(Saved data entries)
^^^^^^^^^^^^^^^^

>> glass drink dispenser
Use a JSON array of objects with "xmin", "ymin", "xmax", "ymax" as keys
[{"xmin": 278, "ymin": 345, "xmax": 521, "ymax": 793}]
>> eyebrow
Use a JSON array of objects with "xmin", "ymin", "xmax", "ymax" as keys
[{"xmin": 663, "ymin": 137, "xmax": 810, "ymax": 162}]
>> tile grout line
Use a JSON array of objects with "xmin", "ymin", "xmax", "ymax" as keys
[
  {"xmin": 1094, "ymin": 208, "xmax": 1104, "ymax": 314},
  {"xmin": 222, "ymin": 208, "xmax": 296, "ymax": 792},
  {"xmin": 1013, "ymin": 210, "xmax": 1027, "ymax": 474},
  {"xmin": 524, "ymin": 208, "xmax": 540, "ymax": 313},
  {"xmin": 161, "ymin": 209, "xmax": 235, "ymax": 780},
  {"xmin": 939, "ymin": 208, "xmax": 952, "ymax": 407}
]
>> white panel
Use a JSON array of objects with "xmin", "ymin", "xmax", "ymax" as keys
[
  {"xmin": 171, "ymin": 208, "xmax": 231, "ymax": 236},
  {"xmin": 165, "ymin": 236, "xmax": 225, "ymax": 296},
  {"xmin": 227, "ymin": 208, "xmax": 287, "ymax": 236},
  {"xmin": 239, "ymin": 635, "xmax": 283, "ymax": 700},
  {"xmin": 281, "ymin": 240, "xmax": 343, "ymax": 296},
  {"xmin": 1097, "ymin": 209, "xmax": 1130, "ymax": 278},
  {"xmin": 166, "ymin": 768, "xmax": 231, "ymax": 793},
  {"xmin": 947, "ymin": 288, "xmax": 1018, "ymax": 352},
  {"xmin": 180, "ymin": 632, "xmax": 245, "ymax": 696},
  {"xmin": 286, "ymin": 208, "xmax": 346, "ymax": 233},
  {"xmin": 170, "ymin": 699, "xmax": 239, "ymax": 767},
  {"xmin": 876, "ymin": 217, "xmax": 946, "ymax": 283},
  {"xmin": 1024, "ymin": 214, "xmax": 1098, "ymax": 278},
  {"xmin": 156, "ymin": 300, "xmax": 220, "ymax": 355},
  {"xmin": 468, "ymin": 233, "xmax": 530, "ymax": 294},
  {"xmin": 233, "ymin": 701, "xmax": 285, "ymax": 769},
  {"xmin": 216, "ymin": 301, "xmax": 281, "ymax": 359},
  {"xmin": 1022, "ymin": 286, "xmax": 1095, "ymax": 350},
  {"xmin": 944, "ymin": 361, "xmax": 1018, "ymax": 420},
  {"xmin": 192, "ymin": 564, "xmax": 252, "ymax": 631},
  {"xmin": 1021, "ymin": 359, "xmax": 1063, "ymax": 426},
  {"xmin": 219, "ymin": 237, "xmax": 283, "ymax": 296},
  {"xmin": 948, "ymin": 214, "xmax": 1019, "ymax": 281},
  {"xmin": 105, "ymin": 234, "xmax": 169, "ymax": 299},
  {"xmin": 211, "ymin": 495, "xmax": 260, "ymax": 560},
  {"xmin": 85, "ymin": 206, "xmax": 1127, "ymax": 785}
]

^^^^^^^^^^^^^^^^

**TASK DIRECTIONS**
Please give back the records exactly as written, beginning at the first line and including the line that holds "tile grout line" as the last.

**TASK RESPONSE**
>> glass drink dispenser
Use a JSON array of objects with "xmin", "ymin", "xmax", "ymax" as keys
[{"xmin": 278, "ymin": 345, "xmax": 521, "ymax": 793}]
>> eyebrow
Use a JSON array of objects with "xmin", "ymin", "xmax", "ymax" as keys
[{"xmin": 663, "ymin": 137, "xmax": 810, "ymax": 162}]
>> tile grout line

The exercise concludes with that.